→ **SET TASK**: Extract the line that contains "Check that every instance of the boutonniere" and every line after it to the end of the records below, exactly as written and nothing else.

→ **INPUT**:
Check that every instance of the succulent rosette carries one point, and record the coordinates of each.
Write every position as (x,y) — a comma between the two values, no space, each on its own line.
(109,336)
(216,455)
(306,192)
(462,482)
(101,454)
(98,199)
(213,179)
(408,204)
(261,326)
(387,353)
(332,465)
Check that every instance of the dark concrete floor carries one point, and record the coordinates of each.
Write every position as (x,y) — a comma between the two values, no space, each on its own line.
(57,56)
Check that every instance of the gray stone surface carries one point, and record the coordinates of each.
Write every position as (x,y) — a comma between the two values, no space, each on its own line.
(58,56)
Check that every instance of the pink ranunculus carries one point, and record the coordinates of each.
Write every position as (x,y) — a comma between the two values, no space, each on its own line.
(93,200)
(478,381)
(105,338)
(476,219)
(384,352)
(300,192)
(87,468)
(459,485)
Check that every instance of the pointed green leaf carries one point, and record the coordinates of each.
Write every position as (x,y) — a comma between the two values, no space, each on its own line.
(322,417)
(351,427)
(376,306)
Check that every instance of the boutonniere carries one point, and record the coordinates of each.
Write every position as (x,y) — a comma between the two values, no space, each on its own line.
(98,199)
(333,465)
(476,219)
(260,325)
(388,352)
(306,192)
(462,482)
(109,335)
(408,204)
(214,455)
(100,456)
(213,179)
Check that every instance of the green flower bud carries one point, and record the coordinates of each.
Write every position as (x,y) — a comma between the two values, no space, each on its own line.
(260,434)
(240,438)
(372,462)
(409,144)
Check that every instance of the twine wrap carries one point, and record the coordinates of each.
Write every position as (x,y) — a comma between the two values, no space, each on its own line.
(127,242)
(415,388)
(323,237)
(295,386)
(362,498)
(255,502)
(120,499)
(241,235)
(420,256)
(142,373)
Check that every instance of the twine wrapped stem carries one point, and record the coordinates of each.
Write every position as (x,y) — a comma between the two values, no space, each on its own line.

→ **EXERCISE SOLUTION**:
Check that every instance of the boutonniere carries one point, and record the coordinates of each.
Write every position as (x,y) — a comma between the two values, no space, each on its own line.
(98,199)
(333,465)
(476,219)
(260,325)
(388,352)
(306,192)
(462,482)
(109,335)
(408,204)
(214,455)
(100,456)
(213,179)
Check that every instance of the green flower bud carries one point, and record the coordinates of each.
Write every position as (x,y) — a comma between the two values, no space, each on its own line.
(260,434)
(240,438)
(372,462)
(409,144)
Check that every instance of the twine wrap carries one point, and record the coordinates of each.
Write every position as (x,y) — a comma between the two values, no space, each on its own line.
(127,242)
(415,388)
(323,237)
(295,386)
(362,498)
(255,502)
(120,499)
(241,235)
(420,256)
(142,373)
Check that every instance of the twine wrapped stem carries one point, and record the coordinates of each.
Write every position as (x,y) — a comma between the two values, no space, each on its own line.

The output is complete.